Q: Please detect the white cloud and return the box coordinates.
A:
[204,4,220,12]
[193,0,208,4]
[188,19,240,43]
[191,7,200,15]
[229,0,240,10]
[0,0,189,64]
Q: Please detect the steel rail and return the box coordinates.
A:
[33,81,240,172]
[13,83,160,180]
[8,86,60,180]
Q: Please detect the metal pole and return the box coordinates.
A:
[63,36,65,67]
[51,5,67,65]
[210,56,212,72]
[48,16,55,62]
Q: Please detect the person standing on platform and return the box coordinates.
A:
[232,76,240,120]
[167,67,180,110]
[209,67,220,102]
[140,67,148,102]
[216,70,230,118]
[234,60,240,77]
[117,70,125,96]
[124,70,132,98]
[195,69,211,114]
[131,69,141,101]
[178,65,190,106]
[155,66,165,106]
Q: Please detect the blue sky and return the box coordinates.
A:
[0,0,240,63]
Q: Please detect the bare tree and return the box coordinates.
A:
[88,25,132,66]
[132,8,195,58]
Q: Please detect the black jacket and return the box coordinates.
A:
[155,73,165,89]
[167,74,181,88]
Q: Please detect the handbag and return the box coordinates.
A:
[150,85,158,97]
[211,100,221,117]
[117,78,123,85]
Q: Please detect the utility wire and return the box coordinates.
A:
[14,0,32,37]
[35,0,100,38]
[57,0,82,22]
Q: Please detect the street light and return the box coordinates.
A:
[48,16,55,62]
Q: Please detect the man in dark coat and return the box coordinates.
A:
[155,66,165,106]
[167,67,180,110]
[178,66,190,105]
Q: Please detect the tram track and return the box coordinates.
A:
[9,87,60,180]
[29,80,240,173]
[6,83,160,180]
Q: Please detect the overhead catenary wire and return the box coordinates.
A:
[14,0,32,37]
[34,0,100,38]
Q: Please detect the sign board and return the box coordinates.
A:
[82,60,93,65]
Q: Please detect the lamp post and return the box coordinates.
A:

::::::::

[Written instruction]
Rewrite the lines from the one containing "Q: Please detect the tram" up to and including the final line, keeping every request as it is, and shift each box coordinate in the answers by -108.

[The output]
Q: Please detect the tram track and return the box coordinates.
A:
[-99,-21,-48,72]
[-79,-28,132,65]
[-102,-25,52,72]
Q: Please detect the overhead catenary wire and return the box coordinates.
A:
[-94,-108,-76,-71]
[-74,-108,-8,-70]
Q: Please detect the sign board and return the box coordinates.
A:
[-26,-48,-15,-43]
Q: Please detect the lamp post and return the box coordinates.
A:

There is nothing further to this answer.